**Task to carry out**
Across the data below, how many lines have the word "target" in them? Respond with the number alone.

**Records**

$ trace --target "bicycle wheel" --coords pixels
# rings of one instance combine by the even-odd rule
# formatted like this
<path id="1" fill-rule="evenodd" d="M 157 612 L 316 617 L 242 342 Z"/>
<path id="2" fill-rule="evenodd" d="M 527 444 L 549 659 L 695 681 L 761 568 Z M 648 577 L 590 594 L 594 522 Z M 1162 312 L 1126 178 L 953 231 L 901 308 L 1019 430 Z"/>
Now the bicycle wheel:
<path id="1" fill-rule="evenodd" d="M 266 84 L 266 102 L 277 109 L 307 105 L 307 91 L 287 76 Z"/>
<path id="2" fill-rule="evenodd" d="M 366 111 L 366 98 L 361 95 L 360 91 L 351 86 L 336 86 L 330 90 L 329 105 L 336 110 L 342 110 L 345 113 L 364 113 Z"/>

--

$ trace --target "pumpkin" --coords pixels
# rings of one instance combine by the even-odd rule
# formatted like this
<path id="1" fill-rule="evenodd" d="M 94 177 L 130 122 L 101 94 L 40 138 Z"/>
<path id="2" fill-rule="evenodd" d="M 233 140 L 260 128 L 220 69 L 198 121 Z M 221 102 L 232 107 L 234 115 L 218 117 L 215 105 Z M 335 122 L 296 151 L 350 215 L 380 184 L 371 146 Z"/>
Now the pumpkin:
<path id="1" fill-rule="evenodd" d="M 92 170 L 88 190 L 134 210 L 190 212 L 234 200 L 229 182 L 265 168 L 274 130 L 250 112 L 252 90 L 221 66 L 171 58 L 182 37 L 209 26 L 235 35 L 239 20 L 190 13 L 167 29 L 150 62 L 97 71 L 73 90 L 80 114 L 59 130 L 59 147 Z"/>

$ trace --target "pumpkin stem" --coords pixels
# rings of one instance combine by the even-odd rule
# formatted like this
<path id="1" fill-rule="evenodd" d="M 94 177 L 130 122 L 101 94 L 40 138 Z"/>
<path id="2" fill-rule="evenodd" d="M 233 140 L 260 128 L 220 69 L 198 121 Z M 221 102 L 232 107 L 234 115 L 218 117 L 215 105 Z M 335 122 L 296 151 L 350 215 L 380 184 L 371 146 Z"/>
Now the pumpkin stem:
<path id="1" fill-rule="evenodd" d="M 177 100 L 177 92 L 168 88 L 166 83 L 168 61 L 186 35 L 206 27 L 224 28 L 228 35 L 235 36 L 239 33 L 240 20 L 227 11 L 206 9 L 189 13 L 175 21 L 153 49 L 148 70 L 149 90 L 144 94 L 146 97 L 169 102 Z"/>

**Answer**
3